Studio album by John Fahey
- Released: November 1967
- Recorded: January 24–25, 1967
- Studio: Hollywood Sound Recorders, Hollywood, California
- Genre: American primitivism; musique concrète;
- Length: 44:44
- Label: Vanguard
- Producer: Sam Charters

John Fahey chronology
| Days Have Gone By (1967) | Requia (1967) | The Voice of the Turtle (1968) |

= Requia =

Requia (subtitled and other compositions for guitar solo) is the eighth album by American fingerstyle guitarist and composer John Fahey. Released in November 1967, it was the first of Fahey's two releases on the Vanguard label. It originally received hostile reviews from music critics, particularly for its musique concrète experimentation. It has since been recognised as precursor to new-age music, and has been re-released multiple times, including by Terra in 1985, Vanguard in 1997 and 1998 and Ace in 1998.

==History==
After six releases on his own label Takoma Records and one on Riverboat Records, Fahey signed a two-album contract with Vanguard Records, best known for its catalogue of recordings by a number of pivotal folk and blues artists from the 1960s. His manager at the time, Denny Bruce, recalled that "His deal was that he could record for Takoma 'experimental records,' but to try and make commercial recordings for Vanguard, with their approval of the budget."

After beginning with three solo guitar pieces, the four-part "Requiem for Molly" begins with solo guitar interspersed and accompanied by white noise, excerpts of both string and brass orchestras, Adolf Hitler speeches, choral music, scratchy 78-rpm recordings and various other tape loops and sound effects. The melody found in Part 3 is "California Dreaming", a recent Top 40 hit for the Mamas & the Papas. A short hymn-like song, "Fight On Christians, Fight On", based on "Christians, Fight On, Your Time Ain't Long" by Bo Weavil Jackson, played on bottleneck guitar concludes the recording.

_Stated exercise A:_
List every re-release of the album mentioned in the Requia article, giving the label and year for each.
_Stated exercise B:_
Set down the passage of the Requia article starting at "John Fahey chronology" and ending at "Ace in 1998.".
Work only from the Requia article.

[Stored data]
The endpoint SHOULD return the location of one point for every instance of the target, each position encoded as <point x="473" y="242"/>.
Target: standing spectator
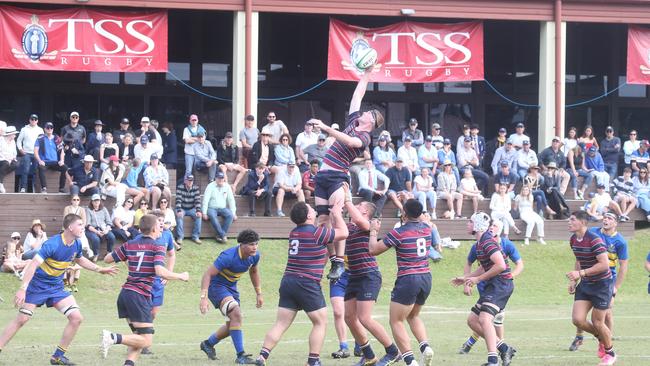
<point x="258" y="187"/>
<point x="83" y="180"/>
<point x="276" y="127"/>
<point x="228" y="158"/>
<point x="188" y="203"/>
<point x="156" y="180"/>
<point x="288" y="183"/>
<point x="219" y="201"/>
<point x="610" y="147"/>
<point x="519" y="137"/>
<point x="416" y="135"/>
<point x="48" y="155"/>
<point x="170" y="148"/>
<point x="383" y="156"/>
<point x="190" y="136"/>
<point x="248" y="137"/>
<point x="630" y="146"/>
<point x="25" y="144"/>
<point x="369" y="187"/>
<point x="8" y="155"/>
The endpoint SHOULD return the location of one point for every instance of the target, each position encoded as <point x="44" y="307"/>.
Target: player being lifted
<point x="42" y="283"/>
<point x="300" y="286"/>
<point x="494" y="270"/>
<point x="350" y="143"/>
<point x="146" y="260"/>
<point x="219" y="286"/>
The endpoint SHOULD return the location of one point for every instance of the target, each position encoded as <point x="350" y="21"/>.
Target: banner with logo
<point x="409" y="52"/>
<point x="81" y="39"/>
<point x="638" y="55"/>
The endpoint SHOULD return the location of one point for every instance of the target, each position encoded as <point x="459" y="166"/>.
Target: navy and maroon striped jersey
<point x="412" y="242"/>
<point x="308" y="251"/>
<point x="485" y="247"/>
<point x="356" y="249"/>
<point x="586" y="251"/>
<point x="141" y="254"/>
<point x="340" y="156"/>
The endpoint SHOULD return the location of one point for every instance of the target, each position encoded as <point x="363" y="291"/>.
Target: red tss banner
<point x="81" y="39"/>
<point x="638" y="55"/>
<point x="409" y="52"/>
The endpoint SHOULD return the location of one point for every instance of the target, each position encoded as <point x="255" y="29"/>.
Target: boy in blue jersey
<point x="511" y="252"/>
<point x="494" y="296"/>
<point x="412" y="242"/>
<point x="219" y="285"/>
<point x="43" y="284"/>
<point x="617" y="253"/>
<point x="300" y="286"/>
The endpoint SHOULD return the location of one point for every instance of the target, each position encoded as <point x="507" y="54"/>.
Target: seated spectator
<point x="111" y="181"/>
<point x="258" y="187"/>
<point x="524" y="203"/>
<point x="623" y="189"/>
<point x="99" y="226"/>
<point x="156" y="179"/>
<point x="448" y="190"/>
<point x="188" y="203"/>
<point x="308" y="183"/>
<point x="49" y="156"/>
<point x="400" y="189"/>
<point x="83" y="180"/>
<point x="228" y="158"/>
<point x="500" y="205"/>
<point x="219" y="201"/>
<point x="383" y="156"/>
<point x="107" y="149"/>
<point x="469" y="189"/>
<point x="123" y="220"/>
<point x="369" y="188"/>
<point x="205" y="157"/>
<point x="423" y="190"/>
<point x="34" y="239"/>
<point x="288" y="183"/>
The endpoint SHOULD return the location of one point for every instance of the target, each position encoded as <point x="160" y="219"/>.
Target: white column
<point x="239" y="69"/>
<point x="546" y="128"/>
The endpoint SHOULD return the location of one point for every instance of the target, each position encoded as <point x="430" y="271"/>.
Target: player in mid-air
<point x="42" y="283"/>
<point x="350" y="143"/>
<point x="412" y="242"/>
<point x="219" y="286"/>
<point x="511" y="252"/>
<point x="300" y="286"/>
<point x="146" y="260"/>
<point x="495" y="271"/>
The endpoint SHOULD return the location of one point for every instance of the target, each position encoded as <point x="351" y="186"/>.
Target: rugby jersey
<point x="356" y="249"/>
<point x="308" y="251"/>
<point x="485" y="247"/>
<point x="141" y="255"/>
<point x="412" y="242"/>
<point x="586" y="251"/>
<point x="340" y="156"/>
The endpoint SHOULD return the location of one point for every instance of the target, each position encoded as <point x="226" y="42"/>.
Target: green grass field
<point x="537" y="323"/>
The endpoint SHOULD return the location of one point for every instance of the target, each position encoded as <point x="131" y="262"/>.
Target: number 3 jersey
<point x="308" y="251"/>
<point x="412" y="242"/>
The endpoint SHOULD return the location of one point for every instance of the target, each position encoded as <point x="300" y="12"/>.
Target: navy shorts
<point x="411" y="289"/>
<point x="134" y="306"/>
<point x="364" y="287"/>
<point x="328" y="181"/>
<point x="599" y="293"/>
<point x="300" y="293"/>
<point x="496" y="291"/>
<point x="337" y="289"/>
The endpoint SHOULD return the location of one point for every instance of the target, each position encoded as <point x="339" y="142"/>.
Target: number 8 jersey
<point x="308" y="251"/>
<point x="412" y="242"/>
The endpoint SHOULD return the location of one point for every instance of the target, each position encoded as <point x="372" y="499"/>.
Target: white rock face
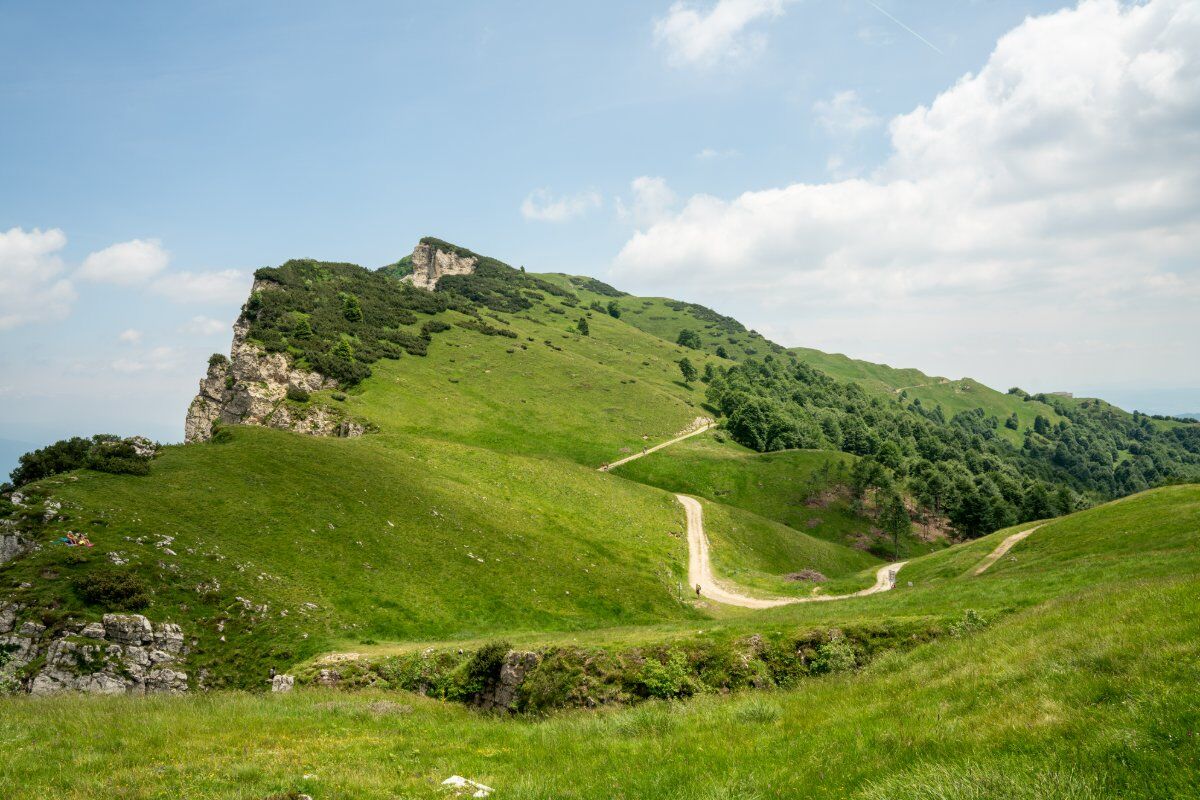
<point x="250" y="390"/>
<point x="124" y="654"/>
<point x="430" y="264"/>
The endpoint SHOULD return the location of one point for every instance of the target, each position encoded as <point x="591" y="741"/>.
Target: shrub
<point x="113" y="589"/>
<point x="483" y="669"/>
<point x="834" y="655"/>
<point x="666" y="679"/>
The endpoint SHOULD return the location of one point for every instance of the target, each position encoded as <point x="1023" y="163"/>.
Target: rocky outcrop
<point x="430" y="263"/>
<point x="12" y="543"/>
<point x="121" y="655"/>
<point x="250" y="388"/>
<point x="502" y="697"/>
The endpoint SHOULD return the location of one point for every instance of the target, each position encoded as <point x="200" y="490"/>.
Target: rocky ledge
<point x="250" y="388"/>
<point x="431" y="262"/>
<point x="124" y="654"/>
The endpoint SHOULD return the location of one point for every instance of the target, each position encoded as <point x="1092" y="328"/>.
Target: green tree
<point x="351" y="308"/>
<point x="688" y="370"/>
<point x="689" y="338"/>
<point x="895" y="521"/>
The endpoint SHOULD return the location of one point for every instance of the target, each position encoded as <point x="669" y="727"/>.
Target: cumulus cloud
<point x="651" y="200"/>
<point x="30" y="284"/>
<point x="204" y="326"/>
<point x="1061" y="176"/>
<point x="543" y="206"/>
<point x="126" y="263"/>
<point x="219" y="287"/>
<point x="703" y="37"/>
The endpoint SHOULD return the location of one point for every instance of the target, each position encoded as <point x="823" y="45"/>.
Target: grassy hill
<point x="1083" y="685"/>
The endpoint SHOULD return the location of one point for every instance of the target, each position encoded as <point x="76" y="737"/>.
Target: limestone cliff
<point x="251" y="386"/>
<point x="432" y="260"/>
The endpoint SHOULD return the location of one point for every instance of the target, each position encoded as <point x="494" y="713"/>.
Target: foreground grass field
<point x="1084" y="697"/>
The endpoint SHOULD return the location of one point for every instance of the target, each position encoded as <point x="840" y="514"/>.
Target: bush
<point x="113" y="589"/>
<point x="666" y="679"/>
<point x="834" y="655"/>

_Worked solution A:_
- Terra, 1985
- Vanguard, 1997
- Vanguard, 1998
- Ace, 1998

_Worked solution B:_
John Fahey chronology
| Days Have Gone By (1967) | Requia (1967) | The Voice of the Turtle (1968) |

= Requia =

Requia (subtitled and other compositions for guitar solo) is the eighth album by American fingerstyle guitarist and composer John Fahey. Released in November 1967, it was the first of Fahey's two releases on the Vanguard label. It originally received hostile reviews from music critics, particularly for its musique concrète experimentation. It has since been recognised as precursor to new-age music, and has been re-released multiple times, including by Terra in 1985, Vanguard in 1997 and 1998 and Ace in 1998.